### What the task requires
Extend the passage on HTLV viruses and lentiviruses below, picking up after its final sentence.

### Passage for review
====
Human T cell lymphotropic (leukemia) viruses I (HTLV-I): was discovered some 6-7 years before HIV and is associated with adult T cell leukemia and HTLV-1 associated myelopathy. It is endemic to southwestern Japan, Carribean, Africa.
HTLV-1 has a C like nuclear capsid. Structurally it is similar to HIV. Its envelope is smaller. IMethods of transmission are the same as with HIV (with transmission during breast feeding thought to be important for pathogenesis).
HIV-1 may be a co-factor in accelerating progression to AIDS. In addition, other inflammatory disorders are potentially associated with HTLV-1 infection including Sjogrens syndrome (automimmune destruction of the salivary glands), arthritis, dermatitis and non-Hodgkins lymphoma.
HTLV-II: shares almost 50% overall homology with HTLV-1. It has no strong association with human disease and a high incidence of infection among IV users.
Lentiviruses:
Lentiviruses infect many different mammalian species. Infection with lentiviruses go through 3 stages; (1) an initial (acute) stage associated with rapid viral replication which is often accompanied by a transient period of disease, (2) a latent period during which the virus is brought under some immune control and no disease occurs and (3) high levels of viral replication later followed by disease.
All lentiviruses also persist for life and have high mutation rates. Lentiviruses replicate in the nucleus. Virus assembly is in the cytoplasm.
====
[Natural-language object grounding data]
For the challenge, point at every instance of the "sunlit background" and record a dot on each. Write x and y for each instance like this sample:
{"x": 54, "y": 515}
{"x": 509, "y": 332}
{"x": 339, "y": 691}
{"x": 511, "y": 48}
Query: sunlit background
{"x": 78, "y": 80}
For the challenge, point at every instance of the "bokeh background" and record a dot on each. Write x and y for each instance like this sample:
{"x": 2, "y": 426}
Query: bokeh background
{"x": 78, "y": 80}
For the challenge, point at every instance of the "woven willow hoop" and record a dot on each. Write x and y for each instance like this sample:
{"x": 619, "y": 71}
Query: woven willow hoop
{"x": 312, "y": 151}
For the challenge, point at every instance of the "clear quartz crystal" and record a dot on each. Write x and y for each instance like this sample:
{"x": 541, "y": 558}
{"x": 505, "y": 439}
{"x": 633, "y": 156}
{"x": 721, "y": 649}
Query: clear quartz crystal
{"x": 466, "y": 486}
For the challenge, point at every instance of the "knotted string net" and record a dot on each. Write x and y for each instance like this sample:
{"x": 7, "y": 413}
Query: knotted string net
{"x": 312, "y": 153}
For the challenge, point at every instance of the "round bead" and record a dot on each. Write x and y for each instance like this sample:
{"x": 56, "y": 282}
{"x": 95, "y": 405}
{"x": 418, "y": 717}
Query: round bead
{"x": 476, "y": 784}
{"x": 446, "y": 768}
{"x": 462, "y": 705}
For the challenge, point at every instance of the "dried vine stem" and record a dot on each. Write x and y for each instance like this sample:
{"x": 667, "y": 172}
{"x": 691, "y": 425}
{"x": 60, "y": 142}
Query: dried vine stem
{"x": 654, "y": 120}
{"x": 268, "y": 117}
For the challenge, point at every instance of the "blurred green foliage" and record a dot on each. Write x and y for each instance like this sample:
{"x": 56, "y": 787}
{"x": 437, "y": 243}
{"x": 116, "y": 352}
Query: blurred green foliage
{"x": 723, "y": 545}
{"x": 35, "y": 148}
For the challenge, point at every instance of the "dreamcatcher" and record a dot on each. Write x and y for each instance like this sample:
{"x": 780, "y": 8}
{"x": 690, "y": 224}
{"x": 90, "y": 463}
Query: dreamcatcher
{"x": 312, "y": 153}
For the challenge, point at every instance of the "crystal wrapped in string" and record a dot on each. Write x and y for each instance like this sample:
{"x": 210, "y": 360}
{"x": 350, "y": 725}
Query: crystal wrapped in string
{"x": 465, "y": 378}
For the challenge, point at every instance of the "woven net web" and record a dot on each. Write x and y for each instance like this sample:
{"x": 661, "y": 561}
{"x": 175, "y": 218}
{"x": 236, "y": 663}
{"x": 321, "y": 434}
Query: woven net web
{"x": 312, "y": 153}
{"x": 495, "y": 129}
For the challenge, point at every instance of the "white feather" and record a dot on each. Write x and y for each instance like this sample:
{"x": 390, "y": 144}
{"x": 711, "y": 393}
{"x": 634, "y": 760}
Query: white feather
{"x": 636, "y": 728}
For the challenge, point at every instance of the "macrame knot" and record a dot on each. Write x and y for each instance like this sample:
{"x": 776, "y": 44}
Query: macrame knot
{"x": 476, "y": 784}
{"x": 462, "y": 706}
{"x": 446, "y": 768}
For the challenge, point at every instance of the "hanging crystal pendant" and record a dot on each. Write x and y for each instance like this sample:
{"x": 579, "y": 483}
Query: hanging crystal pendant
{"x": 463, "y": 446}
====
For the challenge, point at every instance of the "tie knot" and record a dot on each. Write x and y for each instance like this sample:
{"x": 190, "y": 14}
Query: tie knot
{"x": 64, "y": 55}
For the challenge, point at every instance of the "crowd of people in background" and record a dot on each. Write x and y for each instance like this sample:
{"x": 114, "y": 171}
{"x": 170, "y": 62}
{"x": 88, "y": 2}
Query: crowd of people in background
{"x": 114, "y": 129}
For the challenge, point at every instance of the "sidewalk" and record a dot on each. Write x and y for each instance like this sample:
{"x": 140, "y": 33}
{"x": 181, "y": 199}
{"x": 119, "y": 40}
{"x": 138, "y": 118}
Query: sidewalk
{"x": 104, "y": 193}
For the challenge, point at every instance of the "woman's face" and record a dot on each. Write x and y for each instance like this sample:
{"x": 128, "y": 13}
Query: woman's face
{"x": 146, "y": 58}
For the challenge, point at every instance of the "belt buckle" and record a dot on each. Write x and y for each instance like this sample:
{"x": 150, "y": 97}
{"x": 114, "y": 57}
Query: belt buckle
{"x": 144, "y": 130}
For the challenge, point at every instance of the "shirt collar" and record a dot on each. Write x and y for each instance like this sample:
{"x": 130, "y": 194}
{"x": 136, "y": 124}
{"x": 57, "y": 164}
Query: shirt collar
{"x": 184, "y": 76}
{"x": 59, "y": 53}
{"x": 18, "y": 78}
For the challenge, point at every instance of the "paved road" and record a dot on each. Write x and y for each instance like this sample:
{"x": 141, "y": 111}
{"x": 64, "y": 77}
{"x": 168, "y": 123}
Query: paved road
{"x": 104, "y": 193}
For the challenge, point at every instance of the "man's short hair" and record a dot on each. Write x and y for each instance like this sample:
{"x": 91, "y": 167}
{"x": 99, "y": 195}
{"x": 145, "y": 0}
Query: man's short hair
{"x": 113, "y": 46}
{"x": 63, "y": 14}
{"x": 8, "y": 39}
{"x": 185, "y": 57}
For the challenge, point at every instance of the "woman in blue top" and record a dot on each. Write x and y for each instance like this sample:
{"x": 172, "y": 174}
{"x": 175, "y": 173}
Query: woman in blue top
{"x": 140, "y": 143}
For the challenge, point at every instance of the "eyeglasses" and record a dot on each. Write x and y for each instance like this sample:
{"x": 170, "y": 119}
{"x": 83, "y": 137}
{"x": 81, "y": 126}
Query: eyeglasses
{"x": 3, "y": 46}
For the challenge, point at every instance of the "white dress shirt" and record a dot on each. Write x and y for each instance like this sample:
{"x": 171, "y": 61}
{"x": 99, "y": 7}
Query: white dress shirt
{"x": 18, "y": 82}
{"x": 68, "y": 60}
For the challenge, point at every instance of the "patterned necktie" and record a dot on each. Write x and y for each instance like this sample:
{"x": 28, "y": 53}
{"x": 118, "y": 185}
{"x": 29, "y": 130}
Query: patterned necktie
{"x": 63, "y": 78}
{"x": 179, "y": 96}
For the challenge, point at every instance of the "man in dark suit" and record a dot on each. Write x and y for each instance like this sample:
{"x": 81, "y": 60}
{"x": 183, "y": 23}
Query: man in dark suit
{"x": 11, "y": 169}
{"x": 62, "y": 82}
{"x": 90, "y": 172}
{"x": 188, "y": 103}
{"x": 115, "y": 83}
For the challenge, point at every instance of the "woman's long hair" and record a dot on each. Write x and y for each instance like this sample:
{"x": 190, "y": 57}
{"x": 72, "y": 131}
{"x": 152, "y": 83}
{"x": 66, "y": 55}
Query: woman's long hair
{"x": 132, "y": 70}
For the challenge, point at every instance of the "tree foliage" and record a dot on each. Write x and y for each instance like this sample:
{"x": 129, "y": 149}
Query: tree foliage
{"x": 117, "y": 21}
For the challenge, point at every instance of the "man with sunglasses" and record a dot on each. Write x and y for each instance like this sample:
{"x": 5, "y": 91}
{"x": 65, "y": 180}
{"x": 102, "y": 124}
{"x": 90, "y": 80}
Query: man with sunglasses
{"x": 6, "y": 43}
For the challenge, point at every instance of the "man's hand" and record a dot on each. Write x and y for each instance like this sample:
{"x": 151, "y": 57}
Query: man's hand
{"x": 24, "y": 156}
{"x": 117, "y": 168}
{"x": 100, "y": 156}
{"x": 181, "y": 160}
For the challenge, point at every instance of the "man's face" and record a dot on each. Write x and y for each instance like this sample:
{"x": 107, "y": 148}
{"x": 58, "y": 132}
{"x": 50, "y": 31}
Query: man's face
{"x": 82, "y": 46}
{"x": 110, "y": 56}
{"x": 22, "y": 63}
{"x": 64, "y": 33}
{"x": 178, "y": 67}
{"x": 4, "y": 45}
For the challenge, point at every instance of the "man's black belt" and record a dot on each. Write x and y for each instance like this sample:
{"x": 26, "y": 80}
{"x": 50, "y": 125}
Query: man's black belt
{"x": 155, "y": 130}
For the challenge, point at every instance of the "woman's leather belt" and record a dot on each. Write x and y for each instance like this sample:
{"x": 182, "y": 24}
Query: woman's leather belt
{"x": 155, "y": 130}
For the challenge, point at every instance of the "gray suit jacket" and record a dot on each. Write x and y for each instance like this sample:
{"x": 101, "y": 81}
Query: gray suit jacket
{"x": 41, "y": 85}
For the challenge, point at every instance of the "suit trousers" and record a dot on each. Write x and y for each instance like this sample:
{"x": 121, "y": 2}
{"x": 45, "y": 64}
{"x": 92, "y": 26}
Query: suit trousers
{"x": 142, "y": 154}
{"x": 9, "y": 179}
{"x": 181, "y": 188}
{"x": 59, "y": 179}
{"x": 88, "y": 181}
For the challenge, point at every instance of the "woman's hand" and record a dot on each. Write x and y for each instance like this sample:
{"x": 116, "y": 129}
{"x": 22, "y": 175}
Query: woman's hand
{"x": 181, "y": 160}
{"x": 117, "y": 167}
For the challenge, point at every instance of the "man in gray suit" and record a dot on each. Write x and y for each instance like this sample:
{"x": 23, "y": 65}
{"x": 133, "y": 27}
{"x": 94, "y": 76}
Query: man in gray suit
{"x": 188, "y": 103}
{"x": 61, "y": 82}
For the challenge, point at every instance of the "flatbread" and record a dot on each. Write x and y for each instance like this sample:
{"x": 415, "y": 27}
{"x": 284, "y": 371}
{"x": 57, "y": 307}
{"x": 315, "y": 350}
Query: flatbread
====
### Written answer
Feline immunodeficiency virus (FIV) is an enveloped, RNA virus that belongs to the Lentivirus genus of the Retroviridae. It infects domestic and wild cats worldwide, as well as hyenas. Like HIV, FIV establishes a chronic, persistent infection that, in some cats, ultimately culminates in immunodeficiency. Because of its similarities to HIV, FIV infection in cats has been used as a research model for HIV infection and acquired immunodeficiency syndrome (AIDS).
Like other retroviruses, FIV has a three-layered structure that is composed of an innermost genome-nucleocapsid complex with helical symmetry, an icosahedral capsid, and an envelope with glycoprotein spikes. The FIV genome contains three major genes: gag, which encodes the virion core proteins (capsid [p24], nucleocapsid, and matrix); pol, which encodes the reverse transcriptase, protease and integrase enzymes; and env, which encodes surface (gp120) and transmembrane virion (gp41) envelope glycoproteins.
HIV II:
Simian immunodeficiency virus (SIV): SIV is a model for human HIV infection.
Spumaviruses: include the foamy viruses.